== BRIEF ==
Give every entry again, unchanged, and leave its images out.

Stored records
-*-

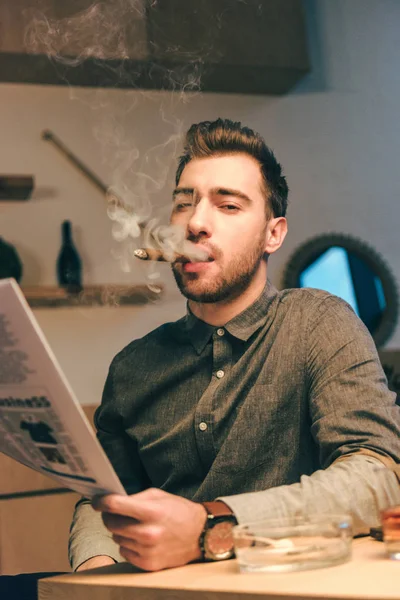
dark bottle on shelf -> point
(69, 265)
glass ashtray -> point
(293, 544)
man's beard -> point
(226, 286)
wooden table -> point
(369, 575)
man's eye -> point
(230, 207)
(183, 205)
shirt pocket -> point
(254, 434)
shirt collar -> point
(242, 326)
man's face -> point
(220, 203)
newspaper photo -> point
(42, 425)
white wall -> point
(337, 135)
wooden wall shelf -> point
(92, 295)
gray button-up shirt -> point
(285, 409)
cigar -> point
(158, 255)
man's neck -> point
(219, 313)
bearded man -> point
(256, 404)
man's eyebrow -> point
(183, 191)
(230, 192)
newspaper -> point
(42, 425)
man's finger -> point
(135, 506)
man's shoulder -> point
(309, 297)
(162, 337)
(312, 303)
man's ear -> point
(276, 233)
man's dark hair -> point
(223, 136)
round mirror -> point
(349, 268)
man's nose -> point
(199, 223)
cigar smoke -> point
(111, 35)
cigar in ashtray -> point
(161, 256)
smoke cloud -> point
(111, 36)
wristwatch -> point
(216, 539)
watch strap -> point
(216, 511)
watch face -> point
(219, 541)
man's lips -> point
(194, 267)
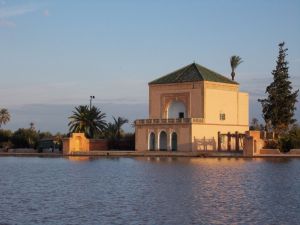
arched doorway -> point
(163, 141)
(174, 141)
(177, 109)
(152, 141)
(78, 144)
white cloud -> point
(7, 23)
(46, 13)
(8, 12)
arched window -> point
(163, 141)
(152, 141)
(174, 141)
(177, 109)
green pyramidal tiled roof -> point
(192, 73)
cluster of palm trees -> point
(91, 121)
(234, 62)
(4, 117)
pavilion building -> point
(190, 109)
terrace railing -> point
(169, 121)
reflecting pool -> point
(82, 190)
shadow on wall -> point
(205, 144)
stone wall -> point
(79, 143)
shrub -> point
(25, 138)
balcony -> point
(169, 121)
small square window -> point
(222, 116)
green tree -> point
(25, 138)
(234, 62)
(279, 106)
(4, 116)
(254, 125)
(87, 120)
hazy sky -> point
(55, 54)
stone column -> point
(228, 141)
(237, 147)
(219, 141)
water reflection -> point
(149, 190)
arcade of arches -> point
(162, 141)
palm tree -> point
(234, 62)
(4, 116)
(119, 122)
(89, 121)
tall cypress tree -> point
(279, 107)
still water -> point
(149, 191)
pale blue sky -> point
(60, 52)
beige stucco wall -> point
(221, 98)
(243, 108)
(203, 99)
(160, 95)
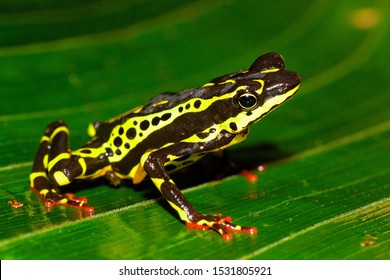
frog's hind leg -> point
(45, 177)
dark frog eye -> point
(247, 101)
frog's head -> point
(258, 90)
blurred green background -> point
(325, 192)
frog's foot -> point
(53, 197)
(223, 225)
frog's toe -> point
(67, 199)
(222, 225)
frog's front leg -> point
(54, 166)
(154, 162)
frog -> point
(171, 131)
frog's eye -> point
(247, 101)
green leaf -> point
(325, 191)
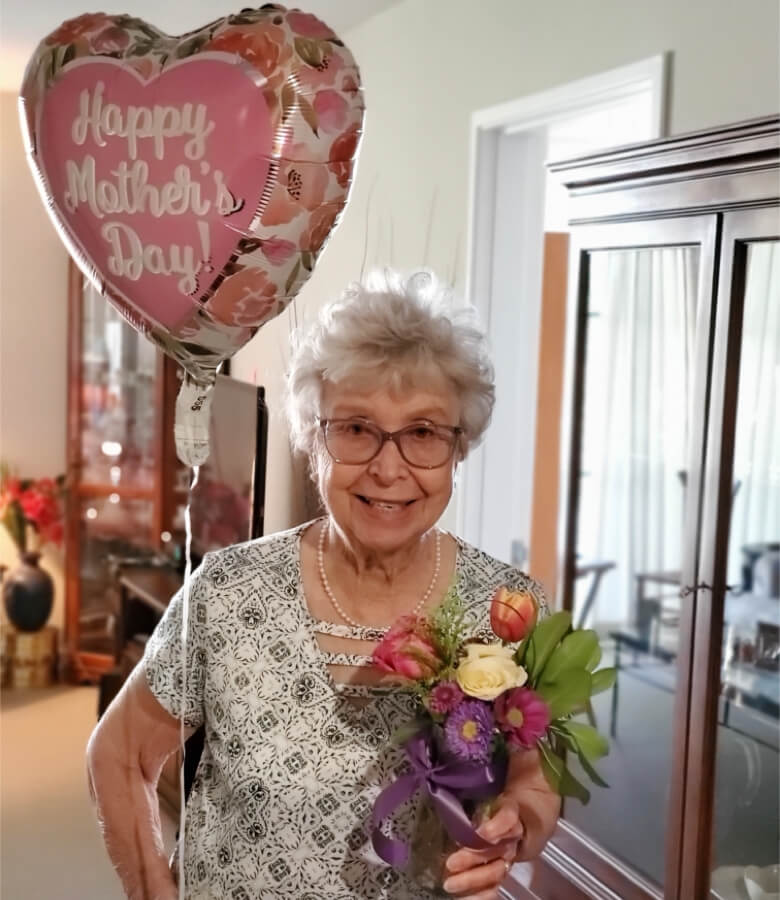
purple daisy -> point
(445, 697)
(469, 730)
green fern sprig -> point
(449, 626)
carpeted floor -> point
(51, 847)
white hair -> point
(393, 331)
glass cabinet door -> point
(641, 349)
(114, 462)
(118, 409)
(746, 806)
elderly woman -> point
(387, 393)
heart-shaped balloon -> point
(195, 179)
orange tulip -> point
(512, 614)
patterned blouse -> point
(282, 799)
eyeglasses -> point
(422, 445)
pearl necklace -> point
(334, 601)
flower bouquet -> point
(477, 703)
(31, 505)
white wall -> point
(33, 331)
(429, 64)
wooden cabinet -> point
(124, 482)
(671, 439)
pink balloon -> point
(195, 179)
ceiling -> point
(23, 23)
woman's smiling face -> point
(386, 504)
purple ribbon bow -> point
(445, 782)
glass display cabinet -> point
(120, 407)
(672, 475)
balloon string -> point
(184, 627)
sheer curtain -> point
(639, 369)
(755, 516)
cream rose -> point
(488, 670)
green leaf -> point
(288, 100)
(574, 652)
(552, 766)
(313, 53)
(590, 771)
(603, 680)
(595, 659)
(407, 731)
(308, 113)
(571, 787)
(69, 54)
(588, 741)
(544, 639)
(292, 276)
(558, 775)
(567, 694)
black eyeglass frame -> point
(455, 432)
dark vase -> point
(28, 594)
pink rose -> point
(308, 25)
(407, 650)
(276, 250)
(331, 109)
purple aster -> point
(445, 697)
(469, 730)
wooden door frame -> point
(699, 231)
(717, 172)
(79, 665)
(740, 228)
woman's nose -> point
(387, 464)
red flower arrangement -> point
(37, 503)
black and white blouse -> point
(292, 763)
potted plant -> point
(32, 512)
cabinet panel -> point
(641, 337)
(735, 736)
(713, 799)
(116, 419)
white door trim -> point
(487, 127)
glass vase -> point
(431, 844)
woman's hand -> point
(476, 874)
(523, 821)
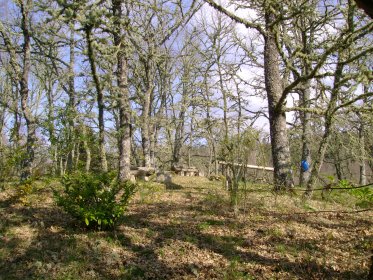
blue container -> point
(305, 165)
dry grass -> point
(185, 230)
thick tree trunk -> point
(306, 135)
(315, 169)
(283, 178)
(100, 101)
(123, 94)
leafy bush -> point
(364, 196)
(97, 200)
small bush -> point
(97, 200)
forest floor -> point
(186, 231)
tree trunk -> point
(145, 129)
(100, 100)
(71, 110)
(362, 177)
(315, 169)
(24, 91)
(123, 93)
(283, 178)
(306, 135)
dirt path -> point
(185, 231)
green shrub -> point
(97, 200)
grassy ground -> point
(186, 231)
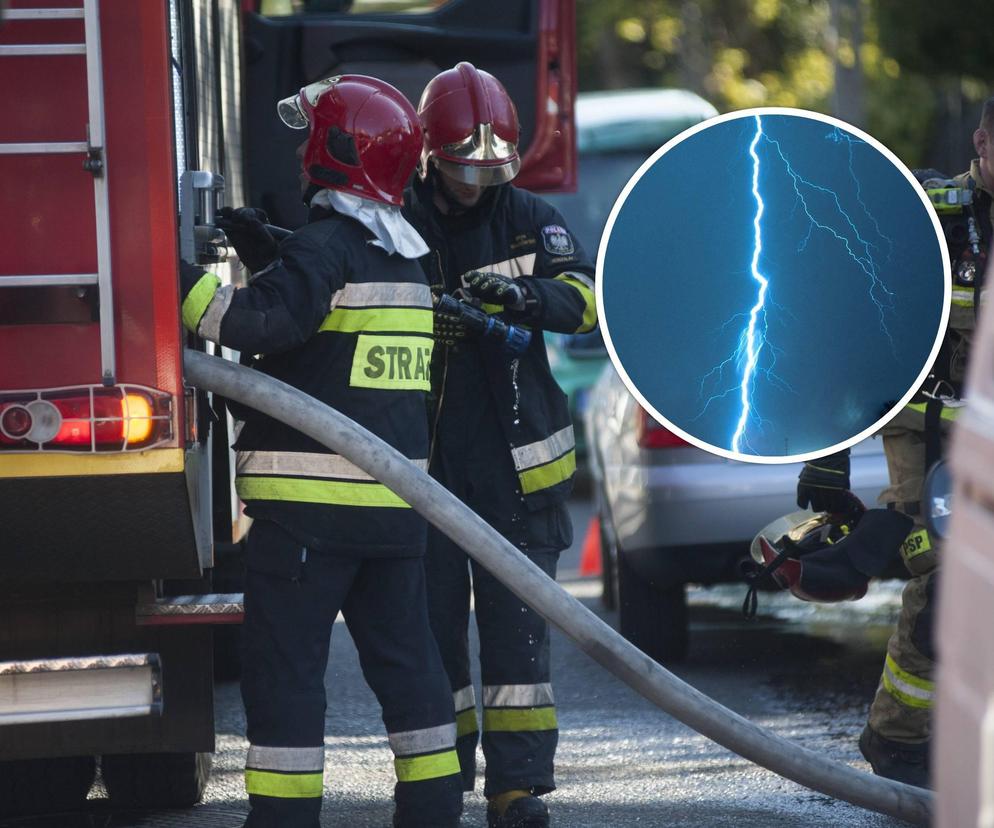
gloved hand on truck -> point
(246, 229)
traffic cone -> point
(590, 555)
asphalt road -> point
(807, 673)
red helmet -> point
(471, 127)
(365, 135)
(828, 557)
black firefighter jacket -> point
(345, 322)
(516, 234)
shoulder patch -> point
(557, 240)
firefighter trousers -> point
(902, 707)
(520, 732)
(292, 597)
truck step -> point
(217, 608)
(76, 689)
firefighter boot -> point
(517, 809)
(900, 761)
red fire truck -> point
(125, 123)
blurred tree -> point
(911, 72)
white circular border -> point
(735, 116)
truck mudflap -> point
(216, 608)
(79, 689)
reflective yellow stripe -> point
(284, 785)
(917, 543)
(466, 722)
(419, 768)
(542, 477)
(963, 296)
(392, 363)
(589, 302)
(908, 689)
(402, 320)
(197, 300)
(38, 464)
(332, 492)
(518, 719)
(949, 412)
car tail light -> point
(651, 434)
(85, 418)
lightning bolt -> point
(859, 249)
(754, 338)
(752, 341)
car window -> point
(282, 8)
(601, 179)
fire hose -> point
(605, 646)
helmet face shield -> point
(291, 113)
(293, 109)
(481, 176)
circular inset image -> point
(773, 285)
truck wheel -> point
(43, 786)
(155, 780)
(654, 620)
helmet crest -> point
(365, 136)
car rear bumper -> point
(689, 503)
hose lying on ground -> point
(545, 596)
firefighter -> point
(502, 440)
(896, 738)
(341, 310)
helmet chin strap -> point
(311, 191)
(453, 207)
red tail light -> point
(85, 418)
(651, 434)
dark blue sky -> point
(677, 271)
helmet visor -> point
(293, 110)
(292, 113)
(480, 175)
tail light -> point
(85, 418)
(651, 434)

-*-

== TASK OUTPUT ==
dark bottle on shelf -> point
(69, 265)
glass ashtray -> point
(293, 544)
man's beard -> point
(226, 286)
wooden table -> point
(369, 575)
man's eye -> point
(230, 207)
(183, 205)
shirt pocket -> point
(254, 434)
shirt collar -> point
(242, 326)
man's face -> point
(220, 203)
newspaper photo -> point
(42, 425)
white wall -> point
(337, 135)
wooden wall shelf -> point
(92, 295)
gray button-up shirt -> point
(285, 409)
cigar -> point
(158, 255)
man's neck -> point
(219, 313)
bearded man -> point
(256, 404)
man's eyebrow -> point
(183, 191)
(230, 192)
newspaper -> point
(42, 425)
man's finger -> point
(135, 506)
man's shoulder -> point
(309, 297)
(162, 337)
(312, 303)
man's ear -> point
(276, 233)
man's dark hair -> point
(223, 136)
round mirror -> point
(349, 268)
man's nose -> point
(199, 223)
cigar smoke -> point
(111, 35)
cigar in ashtray -> point
(161, 256)
smoke cloud -> point
(111, 36)
wristwatch -> point
(216, 539)
watch strap -> point
(216, 511)
watch face -> point
(219, 541)
man's lips -> point
(194, 267)
arched doorway -> point
(163, 141)
(174, 141)
(177, 109)
(152, 141)
(78, 144)
white cloud -> point
(7, 23)
(46, 13)
(8, 12)
arched window -> point
(163, 141)
(152, 141)
(174, 141)
(177, 109)
green pyramidal tiled roof -> point
(192, 73)
cluster of palm trees -> point
(91, 121)
(234, 62)
(4, 117)
pavilion building -> point
(190, 109)
terrace railing -> point
(169, 121)
reflecting pool -> point
(82, 190)
shadow on wall -> point
(205, 144)
stone wall -> point
(79, 143)
shrub -> point
(25, 138)
balcony -> point
(169, 121)
small square window -> point
(222, 116)
green tree -> point
(25, 138)
(234, 62)
(279, 106)
(4, 116)
(254, 125)
(87, 120)
hazy sky -> point
(55, 54)
stone column -> point
(228, 141)
(237, 147)
(219, 141)
water reflection -> point
(149, 190)
arcade of arches -> point
(162, 141)
palm tree -> point
(234, 62)
(4, 116)
(119, 122)
(89, 121)
tall cypress tree -> point
(279, 107)
still water -> point
(149, 191)
pale blue sky -> point
(60, 52)
beige stucco wall -> point
(221, 98)
(243, 108)
(203, 99)
(160, 95)
frog's hind leg -> point
(45, 177)
dark frog eye -> point
(247, 101)
frog's head -> point
(258, 90)
blurred green background -> point
(325, 192)
frog's foot -> point
(53, 197)
(223, 225)
frog's toe -> point
(67, 199)
(222, 225)
frog's front leg -> point
(54, 166)
(154, 162)
frog -> point
(171, 131)
frog's eye -> point
(247, 101)
green leaf -> point
(325, 191)
purple daisy -> point
(445, 697)
(469, 730)
green fern sprig -> point
(449, 626)
carpeted floor -> point
(51, 847)
white hair -> point
(393, 331)
glass cabinet door -> point
(641, 349)
(114, 462)
(118, 409)
(746, 806)
elderly woman -> point
(387, 393)
heart-shaped balloon -> point
(195, 179)
orange tulip -> point
(512, 614)
patterned blouse -> point
(282, 799)
eyeglasses -> point
(422, 445)
pearl necklace -> point
(334, 601)
flower bouquet -> point
(477, 703)
(31, 505)
white wall -> point
(33, 331)
(429, 64)
wooden cabinet -> point
(124, 482)
(671, 439)
pink balloon -> point
(195, 179)
ceiling -> point
(23, 23)
woman's smiling face -> point
(386, 504)
purple ribbon bow -> point
(445, 782)
glass display cabinet -> point
(120, 407)
(672, 475)
balloon string -> point
(184, 627)
sheer curtain -> point
(639, 369)
(755, 516)
cream rose -> point
(488, 670)
green leaf -> point
(288, 100)
(574, 652)
(552, 766)
(313, 53)
(590, 771)
(603, 680)
(595, 659)
(407, 731)
(308, 113)
(571, 787)
(69, 54)
(588, 741)
(544, 639)
(292, 276)
(558, 775)
(567, 694)
black eyeglass frame -> point
(455, 432)
dark vase -> point
(28, 594)
pink rose -> point
(308, 25)
(407, 650)
(276, 250)
(331, 109)
purple aster -> point
(445, 697)
(469, 730)
wooden door frame -> point
(699, 231)
(717, 172)
(79, 665)
(740, 228)
woman's nose -> point
(387, 464)
red flower arrangement -> point
(37, 503)
black and white blouse -> point
(292, 763)
potted plant -> point
(32, 512)
cabinet panel -> point
(641, 337)
(735, 736)
(713, 799)
(116, 419)
white door trim -> point
(487, 127)
glass vase -> point
(431, 844)
woman's hand -> point
(476, 874)
(523, 821)
blue container -> point
(305, 165)
dry grass -> point
(185, 230)
thick tree trunk -> point
(306, 135)
(315, 169)
(283, 178)
(100, 101)
(123, 94)
leafy bush -> point
(364, 196)
(97, 200)
small bush -> point
(97, 200)
forest floor -> point
(186, 231)
tree trunk -> point
(145, 129)
(100, 100)
(71, 110)
(362, 177)
(315, 169)
(24, 91)
(123, 93)
(283, 178)
(306, 135)
dirt path -> point
(185, 231)
green shrub -> point
(97, 200)
grassy ground -> point
(186, 231)
gloved hand on truck -> point
(246, 229)
traffic cone -> point
(590, 555)
asphalt road -> point
(807, 673)
red helmet -> point
(471, 127)
(365, 135)
(828, 557)
black firefighter jacket -> point
(345, 322)
(516, 234)
shoulder patch -> point
(557, 240)
firefighter trousers -> point
(902, 707)
(520, 732)
(292, 597)
truck step -> point
(217, 608)
(76, 689)
firefighter boot -> point
(517, 809)
(900, 761)
red fire truck -> point
(125, 123)
blurred tree -> point
(911, 72)
white circular border -> point
(735, 116)
truck mudflap -> point
(216, 608)
(79, 689)
reflective yellow stripe -> point
(284, 785)
(917, 543)
(466, 722)
(419, 768)
(542, 477)
(963, 296)
(392, 363)
(589, 302)
(908, 689)
(402, 320)
(197, 300)
(38, 464)
(332, 492)
(518, 719)
(949, 412)
car tail light -> point
(651, 434)
(85, 418)
lightning bolt -> point
(859, 249)
(754, 338)
(752, 341)
car window -> point
(282, 8)
(601, 179)
fire hose -> point
(605, 646)
helmet face shield -> point
(291, 113)
(293, 109)
(481, 176)
circular inset image -> point
(773, 285)
truck wheel -> point
(43, 786)
(155, 780)
(654, 620)
helmet crest -> point
(365, 136)
car rear bumper -> point
(689, 503)
hose lying on ground -> point
(545, 596)
firefighter -> point
(502, 440)
(896, 738)
(341, 310)
helmet chin strap -> point
(311, 191)
(453, 207)
red tail light -> point
(85, 418)
(651, 434)
dark blue sky -> point
(677, 271)
helmet visor -> point
(293, 110)
(292, 113)
(480, 175)
tail light -> point
(85, 418)
(651, 434)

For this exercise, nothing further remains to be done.